_What is being asked_. Write out the records that appear below, verbatim and complete, but without pictures.

......

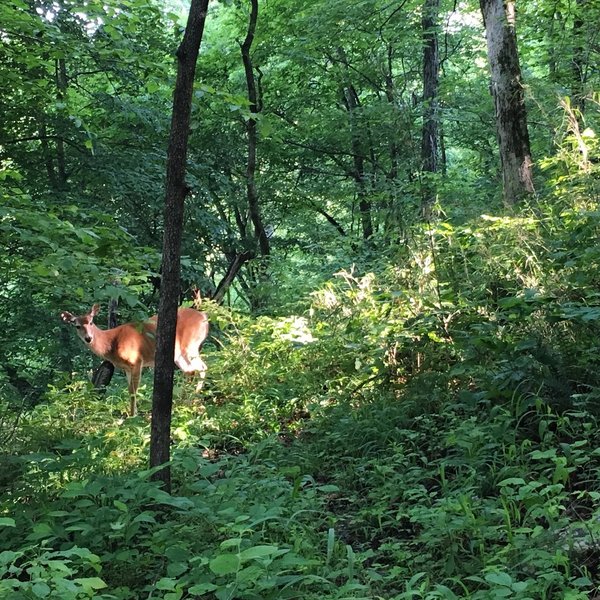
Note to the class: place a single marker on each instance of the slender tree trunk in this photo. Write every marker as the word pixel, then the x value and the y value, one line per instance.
pixel 103 374
pixel 252 134
pixel 234 268
pixel 176 190
pixel 61 84
pixel 578 61
pixel 352 103
pixel 430 135
pixel 509 99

......

_Answer to this problem_.
Note to the class: place a single marker on each instance of the slender tree trunk in this photo. Write every marker as the word pixel, then the x value and the y value, one line per instance.
pixel 103 374
pixel 252 134
pixel 234 268
pixel 176 190
pixel 61 84
pixel 578 61
pixel 352 103
pixel 430 135
pixel 509 99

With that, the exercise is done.